Ask HN What Web App Would You Like to See/Need? - bbommarito

I have this hankering to get started on a web app (Not really for YCombinator, but more because I have the time and really want to spend a chunk of time coding).<p>My problem is I have yet to find a web app that's lacking for my own needs. Tons of news sites, tons of tech sites for questions. This brings up a problem with trying to find a project to dig into.<p>So, what web app do you want to see happen? What niche, or need do you have that is not currently solved? The bigger the better, and the more interactive the better (I really miss doing heavy JS, so the more interaction needed, the better). Finance is not really my area of expertise, but anything outside that I can consider and think if it's feasible.
======
Cafesolo
I want an app that will send me an email when a band I like releases a new
album. Maybe take my favorite artists from my Last.fm profile, and make money
by referring album sales to Amazon.

(Entries supplied)
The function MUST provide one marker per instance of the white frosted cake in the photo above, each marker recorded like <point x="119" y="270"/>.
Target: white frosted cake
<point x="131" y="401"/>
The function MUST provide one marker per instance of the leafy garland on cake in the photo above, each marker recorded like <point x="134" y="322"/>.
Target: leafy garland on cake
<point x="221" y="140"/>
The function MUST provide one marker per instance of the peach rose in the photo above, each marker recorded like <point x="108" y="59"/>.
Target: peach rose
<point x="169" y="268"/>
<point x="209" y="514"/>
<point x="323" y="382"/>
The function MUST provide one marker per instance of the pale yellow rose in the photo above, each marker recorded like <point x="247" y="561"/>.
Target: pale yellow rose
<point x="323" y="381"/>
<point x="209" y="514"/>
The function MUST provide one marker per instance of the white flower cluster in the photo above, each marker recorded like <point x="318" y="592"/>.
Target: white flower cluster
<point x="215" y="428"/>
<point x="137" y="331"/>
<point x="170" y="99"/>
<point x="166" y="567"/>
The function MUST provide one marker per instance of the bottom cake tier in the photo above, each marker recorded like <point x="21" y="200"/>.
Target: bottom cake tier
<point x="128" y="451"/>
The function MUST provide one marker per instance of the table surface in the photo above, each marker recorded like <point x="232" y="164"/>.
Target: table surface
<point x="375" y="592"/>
* * *
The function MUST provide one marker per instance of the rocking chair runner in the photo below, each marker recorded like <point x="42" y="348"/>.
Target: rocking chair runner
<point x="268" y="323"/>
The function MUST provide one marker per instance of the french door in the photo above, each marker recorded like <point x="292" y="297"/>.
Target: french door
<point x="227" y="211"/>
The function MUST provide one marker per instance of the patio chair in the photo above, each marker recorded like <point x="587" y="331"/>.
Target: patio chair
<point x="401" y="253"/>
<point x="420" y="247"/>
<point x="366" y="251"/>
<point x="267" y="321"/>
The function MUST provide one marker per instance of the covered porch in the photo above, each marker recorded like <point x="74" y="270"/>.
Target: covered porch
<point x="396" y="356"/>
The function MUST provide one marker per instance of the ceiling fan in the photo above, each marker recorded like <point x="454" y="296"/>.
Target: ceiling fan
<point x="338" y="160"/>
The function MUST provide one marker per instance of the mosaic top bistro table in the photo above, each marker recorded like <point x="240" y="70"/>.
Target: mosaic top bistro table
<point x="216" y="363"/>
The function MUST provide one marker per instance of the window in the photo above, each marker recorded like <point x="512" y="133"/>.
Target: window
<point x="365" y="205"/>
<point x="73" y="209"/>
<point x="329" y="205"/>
--
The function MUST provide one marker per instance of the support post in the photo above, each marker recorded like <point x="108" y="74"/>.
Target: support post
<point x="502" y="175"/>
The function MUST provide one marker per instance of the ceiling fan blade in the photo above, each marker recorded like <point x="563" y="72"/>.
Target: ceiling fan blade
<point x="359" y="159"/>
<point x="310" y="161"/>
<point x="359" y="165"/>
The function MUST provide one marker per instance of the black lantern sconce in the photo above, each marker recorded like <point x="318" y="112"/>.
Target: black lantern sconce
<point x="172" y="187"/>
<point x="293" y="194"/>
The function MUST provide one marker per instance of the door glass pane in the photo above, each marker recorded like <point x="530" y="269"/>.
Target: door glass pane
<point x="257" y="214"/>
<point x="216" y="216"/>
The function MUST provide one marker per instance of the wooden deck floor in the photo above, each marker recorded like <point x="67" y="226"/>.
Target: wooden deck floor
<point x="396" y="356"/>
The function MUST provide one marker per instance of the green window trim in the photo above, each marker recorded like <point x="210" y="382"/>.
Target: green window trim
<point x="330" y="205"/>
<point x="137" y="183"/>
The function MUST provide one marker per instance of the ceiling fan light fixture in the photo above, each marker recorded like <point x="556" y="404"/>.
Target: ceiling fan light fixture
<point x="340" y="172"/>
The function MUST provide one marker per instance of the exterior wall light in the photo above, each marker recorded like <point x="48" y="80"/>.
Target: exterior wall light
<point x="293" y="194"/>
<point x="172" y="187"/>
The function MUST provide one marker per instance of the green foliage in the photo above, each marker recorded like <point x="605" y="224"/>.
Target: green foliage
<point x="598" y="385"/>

(Short exercise 1) Reproduce the passage of the Ask HN thread starting with "Ask HN What" and going on through "if it's feasible.", keeping every word and punctuation mark as it appears.
(Short exercise 2) Report, word for word, each row containing the string "glass". Case counts.

(Final result 1)
Ask HN What Web App Would You Like to See/Need? - bbommarito

I have this hankering to get started on a web app (Not really for YCombinator, but more because I have the time and really want to spend a chunk of time coding).<p>My problem is I have yet to find a web app that's lacking for my own needs. Tons of news sites, tons of tech sites for questions. This brings up a problem with trying to find a project to dig into.<p>So, what web app do you want to see happen? What niche, or need do you have that is not currently solved? The bigger the better, and the more interactive the better (I really miss doing heavy JS, so the more interaction needed, the better). Finance is not really my area of expertise, but anything outside that I can consider and think if it's feasible.

(Final result 2)
The function MUST provide one marker per instance of the door glass pane in the photo above, each marker recorded like <point x="530" y="269"/>.
Target: door glass pane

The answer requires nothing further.